◆ **What the task requires**:
Pull out each line in the rows below that contains the word "long".

[Start Information provided]

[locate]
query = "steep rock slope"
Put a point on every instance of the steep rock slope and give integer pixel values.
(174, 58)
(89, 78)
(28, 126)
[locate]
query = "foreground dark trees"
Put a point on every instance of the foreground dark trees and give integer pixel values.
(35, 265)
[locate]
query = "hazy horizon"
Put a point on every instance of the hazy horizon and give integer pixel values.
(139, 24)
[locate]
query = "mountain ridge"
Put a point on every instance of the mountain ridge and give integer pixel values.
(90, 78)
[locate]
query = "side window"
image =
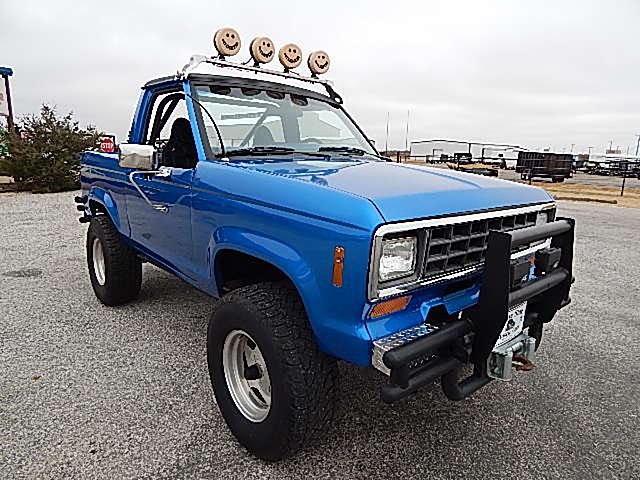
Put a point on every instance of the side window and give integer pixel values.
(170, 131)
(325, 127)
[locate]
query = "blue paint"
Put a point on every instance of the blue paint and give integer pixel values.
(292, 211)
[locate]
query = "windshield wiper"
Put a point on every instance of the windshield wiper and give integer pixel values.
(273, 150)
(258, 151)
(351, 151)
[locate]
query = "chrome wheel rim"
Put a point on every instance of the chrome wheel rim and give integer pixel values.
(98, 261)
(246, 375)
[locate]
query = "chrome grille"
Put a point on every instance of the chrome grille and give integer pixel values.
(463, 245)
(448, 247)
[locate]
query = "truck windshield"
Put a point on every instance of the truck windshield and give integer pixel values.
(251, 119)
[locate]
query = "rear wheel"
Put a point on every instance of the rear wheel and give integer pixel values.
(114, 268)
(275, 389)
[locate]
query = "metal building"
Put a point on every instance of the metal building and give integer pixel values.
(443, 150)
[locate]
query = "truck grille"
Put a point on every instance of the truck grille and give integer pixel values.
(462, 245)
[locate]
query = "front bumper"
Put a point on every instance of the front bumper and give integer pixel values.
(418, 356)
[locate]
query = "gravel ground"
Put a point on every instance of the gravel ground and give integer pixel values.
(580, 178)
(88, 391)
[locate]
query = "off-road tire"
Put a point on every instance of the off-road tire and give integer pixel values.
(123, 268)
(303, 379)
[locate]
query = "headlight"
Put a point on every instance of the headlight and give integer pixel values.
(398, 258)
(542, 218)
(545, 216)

[End Information provided]
[Start Information provided]

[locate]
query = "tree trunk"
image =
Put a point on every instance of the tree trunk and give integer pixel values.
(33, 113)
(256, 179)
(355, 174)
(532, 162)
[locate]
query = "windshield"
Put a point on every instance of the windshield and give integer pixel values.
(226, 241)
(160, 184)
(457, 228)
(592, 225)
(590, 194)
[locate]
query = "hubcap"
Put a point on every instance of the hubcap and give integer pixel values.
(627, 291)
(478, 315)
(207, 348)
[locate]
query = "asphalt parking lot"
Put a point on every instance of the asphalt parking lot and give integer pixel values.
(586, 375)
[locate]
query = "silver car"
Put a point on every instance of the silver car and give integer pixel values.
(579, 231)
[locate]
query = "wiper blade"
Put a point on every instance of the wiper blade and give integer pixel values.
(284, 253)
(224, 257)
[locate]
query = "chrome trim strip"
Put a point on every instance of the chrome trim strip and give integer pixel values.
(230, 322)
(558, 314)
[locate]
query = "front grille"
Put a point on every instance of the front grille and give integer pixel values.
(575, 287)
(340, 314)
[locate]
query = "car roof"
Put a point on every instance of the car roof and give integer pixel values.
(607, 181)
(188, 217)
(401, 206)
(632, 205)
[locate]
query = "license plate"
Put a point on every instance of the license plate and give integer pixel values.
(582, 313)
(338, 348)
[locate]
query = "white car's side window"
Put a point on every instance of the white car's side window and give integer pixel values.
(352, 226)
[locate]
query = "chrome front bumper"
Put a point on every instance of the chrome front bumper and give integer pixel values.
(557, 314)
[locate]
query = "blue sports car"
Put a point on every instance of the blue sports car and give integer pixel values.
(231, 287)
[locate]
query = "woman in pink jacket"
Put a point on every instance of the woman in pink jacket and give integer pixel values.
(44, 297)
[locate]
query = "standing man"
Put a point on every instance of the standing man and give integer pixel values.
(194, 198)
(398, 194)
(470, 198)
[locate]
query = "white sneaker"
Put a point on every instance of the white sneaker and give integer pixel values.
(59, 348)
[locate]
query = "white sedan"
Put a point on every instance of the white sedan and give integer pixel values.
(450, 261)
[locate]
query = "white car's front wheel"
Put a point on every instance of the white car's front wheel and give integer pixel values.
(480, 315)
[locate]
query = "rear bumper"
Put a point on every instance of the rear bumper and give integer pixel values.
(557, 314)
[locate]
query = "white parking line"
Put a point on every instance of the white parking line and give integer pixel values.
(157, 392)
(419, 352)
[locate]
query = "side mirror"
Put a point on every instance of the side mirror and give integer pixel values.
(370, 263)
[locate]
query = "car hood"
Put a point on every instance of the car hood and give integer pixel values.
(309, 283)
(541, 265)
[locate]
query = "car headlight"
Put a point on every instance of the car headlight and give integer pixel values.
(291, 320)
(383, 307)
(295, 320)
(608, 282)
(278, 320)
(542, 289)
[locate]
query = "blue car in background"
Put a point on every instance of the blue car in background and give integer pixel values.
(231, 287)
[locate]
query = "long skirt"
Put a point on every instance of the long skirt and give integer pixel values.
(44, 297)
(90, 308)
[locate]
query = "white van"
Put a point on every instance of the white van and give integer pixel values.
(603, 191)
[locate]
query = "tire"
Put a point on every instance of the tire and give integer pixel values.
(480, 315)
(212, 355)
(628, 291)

[End Information provided]

◆ **Answer in full**:
query = "long skirt"
Put a point on every instance of the long skirt and give integer pixel values.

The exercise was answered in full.